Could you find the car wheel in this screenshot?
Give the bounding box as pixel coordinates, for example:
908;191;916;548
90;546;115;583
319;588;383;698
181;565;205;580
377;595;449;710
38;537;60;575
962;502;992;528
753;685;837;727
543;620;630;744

___

The response must contain every entry, each one identical to the original.

Could you find the car wheel in this screenshot?
Give the bounding box as pixel coordinates, for example:
908;191;916;548
90;546;115;583
319;588;383;698
181;565;205;580
377;595;449;710
38;537;60;575
962;502;992;528
753;685;837;727
543;620;630;744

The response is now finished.